ENTRIES PROVIDED →
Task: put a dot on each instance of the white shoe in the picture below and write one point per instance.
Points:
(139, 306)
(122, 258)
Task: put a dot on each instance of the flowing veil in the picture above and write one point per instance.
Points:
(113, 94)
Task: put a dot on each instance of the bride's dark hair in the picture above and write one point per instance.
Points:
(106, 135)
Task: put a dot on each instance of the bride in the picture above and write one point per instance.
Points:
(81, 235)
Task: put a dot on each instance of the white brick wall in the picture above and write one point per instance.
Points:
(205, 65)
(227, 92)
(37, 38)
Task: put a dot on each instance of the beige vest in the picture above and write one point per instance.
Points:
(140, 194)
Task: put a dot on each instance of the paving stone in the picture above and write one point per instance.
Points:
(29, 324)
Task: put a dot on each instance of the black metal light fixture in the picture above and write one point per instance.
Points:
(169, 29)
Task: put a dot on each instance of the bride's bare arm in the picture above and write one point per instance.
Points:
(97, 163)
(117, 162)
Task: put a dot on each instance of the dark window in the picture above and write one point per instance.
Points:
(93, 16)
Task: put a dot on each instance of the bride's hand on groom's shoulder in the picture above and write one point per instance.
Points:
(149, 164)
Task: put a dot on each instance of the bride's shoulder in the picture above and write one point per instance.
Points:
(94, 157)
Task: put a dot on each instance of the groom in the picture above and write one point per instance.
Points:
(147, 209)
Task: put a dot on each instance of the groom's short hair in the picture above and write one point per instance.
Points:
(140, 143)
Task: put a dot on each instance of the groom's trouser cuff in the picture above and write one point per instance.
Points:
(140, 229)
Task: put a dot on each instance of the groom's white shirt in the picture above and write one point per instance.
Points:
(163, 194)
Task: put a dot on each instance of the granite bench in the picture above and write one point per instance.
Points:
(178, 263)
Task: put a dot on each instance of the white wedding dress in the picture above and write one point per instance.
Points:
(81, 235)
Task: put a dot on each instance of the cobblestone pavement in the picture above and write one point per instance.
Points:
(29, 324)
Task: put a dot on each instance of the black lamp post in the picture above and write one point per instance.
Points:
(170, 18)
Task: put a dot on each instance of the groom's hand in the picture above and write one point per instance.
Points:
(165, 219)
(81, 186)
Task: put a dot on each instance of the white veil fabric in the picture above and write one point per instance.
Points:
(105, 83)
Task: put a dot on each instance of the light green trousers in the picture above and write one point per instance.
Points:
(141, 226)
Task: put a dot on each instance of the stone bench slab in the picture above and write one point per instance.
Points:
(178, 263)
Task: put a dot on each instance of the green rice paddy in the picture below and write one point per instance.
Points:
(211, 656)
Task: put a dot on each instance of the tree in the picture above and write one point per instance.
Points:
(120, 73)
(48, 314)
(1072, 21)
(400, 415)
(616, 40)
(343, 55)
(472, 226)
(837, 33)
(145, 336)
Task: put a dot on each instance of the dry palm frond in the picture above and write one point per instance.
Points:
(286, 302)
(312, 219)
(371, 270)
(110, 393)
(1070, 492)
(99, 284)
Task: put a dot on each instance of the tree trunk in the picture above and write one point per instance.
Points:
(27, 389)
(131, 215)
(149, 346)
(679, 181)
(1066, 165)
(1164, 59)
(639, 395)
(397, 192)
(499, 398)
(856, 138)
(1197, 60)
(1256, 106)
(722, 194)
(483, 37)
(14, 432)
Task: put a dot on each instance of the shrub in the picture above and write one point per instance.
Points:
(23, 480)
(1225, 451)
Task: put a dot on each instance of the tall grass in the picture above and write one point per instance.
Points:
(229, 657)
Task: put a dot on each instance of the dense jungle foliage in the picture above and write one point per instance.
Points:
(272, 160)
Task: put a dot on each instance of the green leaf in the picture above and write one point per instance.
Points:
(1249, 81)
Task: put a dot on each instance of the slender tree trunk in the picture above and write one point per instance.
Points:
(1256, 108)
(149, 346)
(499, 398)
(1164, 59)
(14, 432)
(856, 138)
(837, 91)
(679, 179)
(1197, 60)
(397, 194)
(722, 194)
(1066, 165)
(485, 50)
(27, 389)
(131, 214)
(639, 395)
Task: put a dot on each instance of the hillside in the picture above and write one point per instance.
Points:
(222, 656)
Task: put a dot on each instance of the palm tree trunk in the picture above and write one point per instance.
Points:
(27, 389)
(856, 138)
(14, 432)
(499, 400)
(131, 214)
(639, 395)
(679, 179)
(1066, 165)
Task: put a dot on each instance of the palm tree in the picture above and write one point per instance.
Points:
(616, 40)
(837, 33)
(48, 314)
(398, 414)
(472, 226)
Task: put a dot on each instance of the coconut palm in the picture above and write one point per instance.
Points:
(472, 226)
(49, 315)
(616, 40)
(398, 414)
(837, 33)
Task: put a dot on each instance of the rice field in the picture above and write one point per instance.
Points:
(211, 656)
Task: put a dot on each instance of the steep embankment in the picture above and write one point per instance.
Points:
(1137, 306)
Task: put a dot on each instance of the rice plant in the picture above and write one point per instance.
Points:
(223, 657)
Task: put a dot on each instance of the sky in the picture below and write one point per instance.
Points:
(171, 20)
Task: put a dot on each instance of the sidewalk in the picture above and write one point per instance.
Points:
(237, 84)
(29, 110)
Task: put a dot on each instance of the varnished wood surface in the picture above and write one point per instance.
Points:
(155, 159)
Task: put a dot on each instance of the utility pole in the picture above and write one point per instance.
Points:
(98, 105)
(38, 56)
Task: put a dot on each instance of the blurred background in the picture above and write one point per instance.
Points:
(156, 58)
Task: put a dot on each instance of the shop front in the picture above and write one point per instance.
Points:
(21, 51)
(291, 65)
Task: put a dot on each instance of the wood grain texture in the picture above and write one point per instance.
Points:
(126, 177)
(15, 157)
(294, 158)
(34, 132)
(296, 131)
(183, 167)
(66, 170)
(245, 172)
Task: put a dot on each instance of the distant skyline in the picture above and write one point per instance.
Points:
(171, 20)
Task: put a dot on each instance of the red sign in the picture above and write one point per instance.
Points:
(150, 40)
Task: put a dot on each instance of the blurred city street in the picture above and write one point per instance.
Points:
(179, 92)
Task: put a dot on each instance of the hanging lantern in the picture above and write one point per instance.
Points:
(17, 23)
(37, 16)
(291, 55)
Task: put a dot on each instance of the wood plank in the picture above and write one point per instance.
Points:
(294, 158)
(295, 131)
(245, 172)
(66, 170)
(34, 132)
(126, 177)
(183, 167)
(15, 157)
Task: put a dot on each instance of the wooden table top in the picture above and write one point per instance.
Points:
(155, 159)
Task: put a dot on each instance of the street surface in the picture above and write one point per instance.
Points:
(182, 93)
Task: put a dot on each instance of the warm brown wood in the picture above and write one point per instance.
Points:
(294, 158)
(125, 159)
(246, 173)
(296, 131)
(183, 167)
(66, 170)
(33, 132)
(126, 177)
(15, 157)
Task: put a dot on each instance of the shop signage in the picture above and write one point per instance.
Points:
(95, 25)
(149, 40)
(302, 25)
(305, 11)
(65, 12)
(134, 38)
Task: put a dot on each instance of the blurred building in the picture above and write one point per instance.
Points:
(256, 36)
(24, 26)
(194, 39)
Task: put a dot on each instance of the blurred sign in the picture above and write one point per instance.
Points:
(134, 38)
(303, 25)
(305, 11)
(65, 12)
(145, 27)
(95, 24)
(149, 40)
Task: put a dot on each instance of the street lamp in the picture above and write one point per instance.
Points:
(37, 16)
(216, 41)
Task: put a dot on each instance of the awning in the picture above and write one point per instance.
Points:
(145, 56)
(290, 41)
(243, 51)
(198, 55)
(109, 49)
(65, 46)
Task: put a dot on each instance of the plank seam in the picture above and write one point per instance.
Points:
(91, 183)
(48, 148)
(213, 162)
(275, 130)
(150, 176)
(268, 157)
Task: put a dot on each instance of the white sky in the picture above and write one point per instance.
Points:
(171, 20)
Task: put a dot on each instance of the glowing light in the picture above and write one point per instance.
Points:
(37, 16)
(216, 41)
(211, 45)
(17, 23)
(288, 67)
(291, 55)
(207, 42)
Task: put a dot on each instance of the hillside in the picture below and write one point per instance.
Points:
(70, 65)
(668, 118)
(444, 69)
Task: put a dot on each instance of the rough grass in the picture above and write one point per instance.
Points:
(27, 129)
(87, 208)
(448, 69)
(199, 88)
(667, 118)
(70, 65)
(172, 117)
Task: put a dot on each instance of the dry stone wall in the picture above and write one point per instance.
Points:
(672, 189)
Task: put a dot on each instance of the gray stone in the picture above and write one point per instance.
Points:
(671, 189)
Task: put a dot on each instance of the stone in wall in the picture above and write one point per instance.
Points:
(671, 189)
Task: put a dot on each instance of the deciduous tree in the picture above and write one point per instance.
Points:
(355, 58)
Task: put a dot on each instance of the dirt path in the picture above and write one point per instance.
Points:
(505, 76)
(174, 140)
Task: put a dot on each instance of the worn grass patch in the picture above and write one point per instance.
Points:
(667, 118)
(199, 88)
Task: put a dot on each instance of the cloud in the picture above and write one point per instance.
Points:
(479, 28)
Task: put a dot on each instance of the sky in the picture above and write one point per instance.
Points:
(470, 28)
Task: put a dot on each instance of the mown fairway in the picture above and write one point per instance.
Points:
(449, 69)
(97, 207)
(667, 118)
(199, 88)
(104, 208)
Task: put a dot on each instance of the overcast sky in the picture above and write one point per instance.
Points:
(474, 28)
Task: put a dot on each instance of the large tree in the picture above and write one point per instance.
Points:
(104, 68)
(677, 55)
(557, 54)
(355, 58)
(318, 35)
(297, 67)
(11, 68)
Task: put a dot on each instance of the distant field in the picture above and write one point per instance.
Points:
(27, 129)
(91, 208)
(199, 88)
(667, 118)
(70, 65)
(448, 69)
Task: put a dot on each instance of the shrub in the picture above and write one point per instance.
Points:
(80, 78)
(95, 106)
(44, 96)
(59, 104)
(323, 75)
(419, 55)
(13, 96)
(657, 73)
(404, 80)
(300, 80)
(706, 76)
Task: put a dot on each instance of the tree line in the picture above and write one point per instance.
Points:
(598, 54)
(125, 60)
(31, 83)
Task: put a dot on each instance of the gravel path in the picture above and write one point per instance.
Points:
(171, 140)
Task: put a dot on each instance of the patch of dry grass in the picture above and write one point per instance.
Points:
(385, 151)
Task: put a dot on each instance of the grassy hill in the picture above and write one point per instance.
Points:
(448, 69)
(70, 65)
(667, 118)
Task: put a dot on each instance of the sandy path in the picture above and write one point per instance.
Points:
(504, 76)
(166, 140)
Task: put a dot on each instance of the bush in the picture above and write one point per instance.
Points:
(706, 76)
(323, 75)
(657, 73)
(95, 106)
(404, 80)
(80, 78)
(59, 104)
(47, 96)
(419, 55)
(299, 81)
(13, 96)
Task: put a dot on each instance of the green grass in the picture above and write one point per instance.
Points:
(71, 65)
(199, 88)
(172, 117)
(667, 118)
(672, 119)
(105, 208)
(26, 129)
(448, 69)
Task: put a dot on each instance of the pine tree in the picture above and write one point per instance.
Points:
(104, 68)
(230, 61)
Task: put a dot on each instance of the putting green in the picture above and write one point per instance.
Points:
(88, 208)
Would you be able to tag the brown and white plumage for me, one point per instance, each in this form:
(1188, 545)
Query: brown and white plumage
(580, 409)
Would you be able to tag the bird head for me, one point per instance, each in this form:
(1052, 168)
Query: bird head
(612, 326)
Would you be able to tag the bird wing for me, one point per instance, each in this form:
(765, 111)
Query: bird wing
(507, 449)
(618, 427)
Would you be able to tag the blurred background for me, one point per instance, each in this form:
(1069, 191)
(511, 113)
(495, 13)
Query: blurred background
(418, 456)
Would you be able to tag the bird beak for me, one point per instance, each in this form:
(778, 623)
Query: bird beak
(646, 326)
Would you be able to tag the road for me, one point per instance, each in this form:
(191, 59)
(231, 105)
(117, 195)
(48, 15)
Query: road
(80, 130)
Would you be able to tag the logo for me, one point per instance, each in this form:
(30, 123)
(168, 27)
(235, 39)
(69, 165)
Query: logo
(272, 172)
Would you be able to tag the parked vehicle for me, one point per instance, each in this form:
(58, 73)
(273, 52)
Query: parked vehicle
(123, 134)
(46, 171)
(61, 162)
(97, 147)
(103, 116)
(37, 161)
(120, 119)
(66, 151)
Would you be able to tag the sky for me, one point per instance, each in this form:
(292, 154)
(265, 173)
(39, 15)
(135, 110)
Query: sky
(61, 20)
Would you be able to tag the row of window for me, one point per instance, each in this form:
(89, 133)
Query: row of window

ACTION ITEM → What is needed is a verbatim copy of every line in the records above from the one containing "Task: put a dot on each instance of the dense" down to the one containing "Task: put a dot on each instance of the coconut", both included, and nothing more.

EXERCISE OUTPUT →
Task: put a dot on each instance of the dense jungle foliage in the picture above and write one point per instance.
Points:
(272, 160)
Task: put a dot on each instance of the green leaf in the picture above and write one point per instance.
Points:
(1249, 81)
Task: put a dot on each instance of the slender tree trunk in the picture above and write one point per instance.
Points:
(1256, 108)
(149, 346)
(499, 398)
(1164, 59)
(14, 432)
(856, 138)
(837, 91)
(679, 179)
(1197, 60)
(397, 194)
(722, 194)
(1066, 165)
(485, 50)
(27, 389)
(131, 214)
(639, 395)
Task: put a dot on each instance of the hillside in the picture above and write one point per instance.
Points:
(222, 656)
Task: put a dot on each instance of the palm tree trunk in the picture above and write one point per instance.
Points:
(27, 389)
(856, 138)
(14, 432)
(499, 400)
(131, 214)
(639, 395)
(679, 179)
(1066, 165)
Task: put a dot on each instance of the palm tree in the picture above and write one point per instance.
Points:
(616, 40)
(837, 33)
(48, 314)
(398, 414)
(472, 226)
Task: put a dot on each instance of the coconut palm in the picture above and write one point per instance.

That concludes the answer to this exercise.